Directions:
The entries below need to be transcribed verbatim.

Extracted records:
>>

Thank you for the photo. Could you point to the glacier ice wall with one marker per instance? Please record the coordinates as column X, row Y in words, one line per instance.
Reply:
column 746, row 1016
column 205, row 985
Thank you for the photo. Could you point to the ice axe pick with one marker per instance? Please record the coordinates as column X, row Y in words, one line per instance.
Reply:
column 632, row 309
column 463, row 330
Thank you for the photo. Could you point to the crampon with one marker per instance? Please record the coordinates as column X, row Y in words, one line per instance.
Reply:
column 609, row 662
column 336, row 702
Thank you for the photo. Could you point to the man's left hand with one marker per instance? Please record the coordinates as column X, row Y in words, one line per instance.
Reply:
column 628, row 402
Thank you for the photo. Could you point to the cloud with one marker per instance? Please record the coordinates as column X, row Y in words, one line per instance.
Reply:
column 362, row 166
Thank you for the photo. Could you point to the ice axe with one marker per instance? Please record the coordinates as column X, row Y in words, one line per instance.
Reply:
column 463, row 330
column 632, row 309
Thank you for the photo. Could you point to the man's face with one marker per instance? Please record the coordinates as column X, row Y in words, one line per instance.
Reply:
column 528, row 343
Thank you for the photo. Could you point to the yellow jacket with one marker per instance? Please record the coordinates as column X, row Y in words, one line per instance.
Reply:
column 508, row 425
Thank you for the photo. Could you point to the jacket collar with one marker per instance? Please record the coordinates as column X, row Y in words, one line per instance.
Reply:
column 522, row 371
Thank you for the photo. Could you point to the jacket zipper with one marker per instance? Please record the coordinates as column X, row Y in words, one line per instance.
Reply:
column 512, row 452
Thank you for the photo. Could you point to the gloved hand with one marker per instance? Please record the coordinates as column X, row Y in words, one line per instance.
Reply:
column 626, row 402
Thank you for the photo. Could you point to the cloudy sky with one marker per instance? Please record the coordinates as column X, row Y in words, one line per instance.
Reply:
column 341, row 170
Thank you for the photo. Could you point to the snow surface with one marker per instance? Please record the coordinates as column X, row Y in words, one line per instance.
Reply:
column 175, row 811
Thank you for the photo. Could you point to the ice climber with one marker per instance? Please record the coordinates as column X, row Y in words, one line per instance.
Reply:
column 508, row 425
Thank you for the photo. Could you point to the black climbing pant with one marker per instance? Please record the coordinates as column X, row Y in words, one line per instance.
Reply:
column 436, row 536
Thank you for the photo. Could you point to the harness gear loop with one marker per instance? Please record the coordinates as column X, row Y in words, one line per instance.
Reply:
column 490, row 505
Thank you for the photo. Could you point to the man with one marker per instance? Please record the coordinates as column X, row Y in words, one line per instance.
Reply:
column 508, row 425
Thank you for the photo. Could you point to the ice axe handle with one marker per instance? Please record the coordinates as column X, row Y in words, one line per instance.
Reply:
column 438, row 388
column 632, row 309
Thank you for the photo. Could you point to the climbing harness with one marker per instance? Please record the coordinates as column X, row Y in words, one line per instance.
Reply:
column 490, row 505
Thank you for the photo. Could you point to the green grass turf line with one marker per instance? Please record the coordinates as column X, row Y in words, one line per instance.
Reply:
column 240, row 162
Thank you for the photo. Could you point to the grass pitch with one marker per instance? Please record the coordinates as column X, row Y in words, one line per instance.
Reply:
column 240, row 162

<<

Solved exercise:
Thank you for the photo. Could you point to the glacier ice wall with one marker per instance? Please record the coordinates as column X, row Y in words, one line per instance.
Reply:
column 746, row 1016
column 205, row 985
Thank you for the photo. Could you point to the ice axe pick with one marker per instance? Please record the coordinates as column X, row Y in words, one line per instance.
Reply:
column 632, row 309
column 463, row 330
Thank you for the photo. Could you point to the crampon with one marker per instance? Please record the coordinates as column X, row Y in words, one line per instance.
Reply:
column 609, row 662
column 336, row 702
Thank you for the photo. Could you point to the man's left hand with one marker per instance? Please record the coordinates as column X, row Y in words, one line per instance.
Reply:
column 628, row 402
Thank you for the photo. Could you point to the cloud with one marker per instance? Please record the coordinates as column X, row Y in words, one line per instance.
Reply:
column 362, row 166
Thank you for the photo. Could you point to the ice axe with one marker per instance? Please record the coordinates as column X, row Y in words, one line per instance.
Reply:
column 463, row 330
column 632, row 309
Thank you for the photo. Could you point to the man's face with one marker per instance? Please record the coordinates as column X, row Y in words, one line per instance.
Reply:
column 528, row 343
Thank you for the photo. Could you point to the yellow jacket with one marker per instance? Please record the coordinates as column X, row Y in words, one line per instance.
Reply:
column 508, row 425
Thank you for the photo. Could you point to the jacket collar with one marker per instance? Please record the coordinates as column X, row Y in words, one line per instance.
Reply:
column 522, row 371
Thank you for the photo. Could you point to the jacket zipper with one marker per instance? Please record the coordinates as column X, row Y in words, one line per instance.
Reply:
column 512, row 452
Thank you for the photo. Could you point to the gloved hand with one marker per instance? Please record the coordinates as column X, row Y in words, one line per instance.
Reply:
column 626, row 402
Thank you for the photo. Could you point to the cloudy sky with one marker per instance? Please record the coordinates as column X, row Y in words, one line per instance.
Reply:
column 341, row 170
Thank you for the photo. Could you point to the snow surface with one marker per instance? Please record the coordinates as column X, row Y in words, one line per instance.
Reply:
column 175, row 811
Thank you for the photo. Could you point to the ice climber with one marker per instance? Please record the coordinates as column X, row Y in words, one line per instance.
Reply:
column 508, row 425
Thank you for the photo. Could you point to the black climbing pant with one marker per instance? Please record the coordinates as column X, row Y in words, one line per instance.
Reply:
column 436, row 536
Thank you for the photo. Could you point to the harness gear loop with one marker per instance? Please record the coordinates as column X, row Y in words, one line per instance.
Reply:
column 490, row 505
Thank you for the photo. Could you point to the man with one marker per instance? Please record the coordinates as column X, row Y in words, one line per instance.
Reply:
column 508, row 425
Thank you for the photo. Could you point to the ice axe handle with one marker per instance? Please record the coordinates as column X, row Y in words, one line per instance.
Reply:
column 438, row 388
column 632, row 309
Thank you for the photo. Could you point to the climbing harness with one marker per instance? Please record the coordinates as column X, row Y in words, one line per instance.
Reply:
column 490, row 505
Thank you for the photo. Could you point to the green grass turf line with one marker per instance? Please record the coordinates as column X, row Y in words, one line per instance.
Reply:
column 240, row 162
Thank you for the photo. Could you point to the grass pitch with one marker per instance? Please record the coordinates as column X, row Y in words, one line per instance.
Reply:
column 240, row 162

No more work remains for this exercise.